Texto em estudo:
---

O
Supremo Tribunal Federal (STF) começa a julgar hoje (19) a descriminalização do
porte de drogas para uso próprio. O julgamento estava previsto para ser
iniciado na semana passada, mas não entrou em pauta. A questão será julgada por
meio do recurso de preso, condenado a dois meses de prestação de serviços à
comunidade por porte de maconha. A droga foi encontrada na cela do detento. O
recurso é relatado pelo ministro Gilmar Mendes.
O
julgamento está previsto para começar às 14h e começará com a leitura do
relatório do processo. Em seguida, entidades favoráveis e contrárias à
descriminalização devem se manifestar, como o Movimento Viva Rio, o Instituto
Sou da Paz e a Associação dos Delegados de Polícia do Brasil (Adepol). Após as
sustentações orais, Mendes proferirá seu voto, e os demais ministros começam a
votar. O julgamento poderá ser adiado se um dos ministros pedir mais tempo para
analisar o processo.

---

Questões de estudo:
(1) Liste todas as entidades que, segundo o texto sobre o julgamento no STF, devem se manifestar durante a sessão.
(2) Escreva a continuação do texto sobre o julgamento no STF, começando logo após a última frase.
Os registros não fazem parte deste exercício.

---

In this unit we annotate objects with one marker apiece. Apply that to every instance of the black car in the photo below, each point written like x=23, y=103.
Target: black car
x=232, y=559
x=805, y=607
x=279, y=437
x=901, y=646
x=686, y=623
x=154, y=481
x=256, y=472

---

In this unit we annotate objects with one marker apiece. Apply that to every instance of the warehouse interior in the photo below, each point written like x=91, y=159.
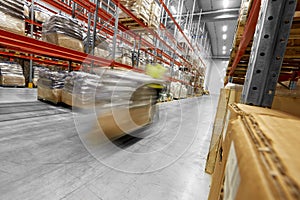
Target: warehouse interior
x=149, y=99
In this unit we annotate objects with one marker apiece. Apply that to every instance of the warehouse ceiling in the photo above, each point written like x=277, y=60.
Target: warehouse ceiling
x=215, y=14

---

Exercícios resolvidos:
(1) Movimento Viva Rio; Instituto Sou da Paz; Associação dos Delegados de Polícia do Brasil (Adepol).

(2)
No
recurso, a Defensoria Pública de São Paulo alega que o porte de drogas,
tipificado no Artigo 28 da Lei de Drogas (Lei 11.343/2006), não pode ser
configurado crime, por não gerar conduta lesiva a terceiros. Além disso, os
defensores alegam que a tipificação ofende os princípios constitucionais da
intimidade e da liberdade individual.
O
tema é polêmico. Ontem (18), entidades do setor médico divulgaram notas
favoráveis e contrárias à descriminalização. O manifesto Implicações da
Descriminalização do Uso de Drogas para a Saúde Pública, assinado por mais de
200 profissionais e pesquisadores da área de saúde, cita casos de diversos
países e analisa o uso das drogas sob o ponto de vista da medicina, da saúde
coletiva e das ciências sociais aplicadas à saúde.
Um
dos defensores da descriminalização é o presidente da Fundação Oswaldo Cruz
(Fiocruz), Paulo Gadelha. De acordo com ele, tratar o usuário de drogas
ilícitas como criminoso faz com que o problema não seja enfrentado
corretamente.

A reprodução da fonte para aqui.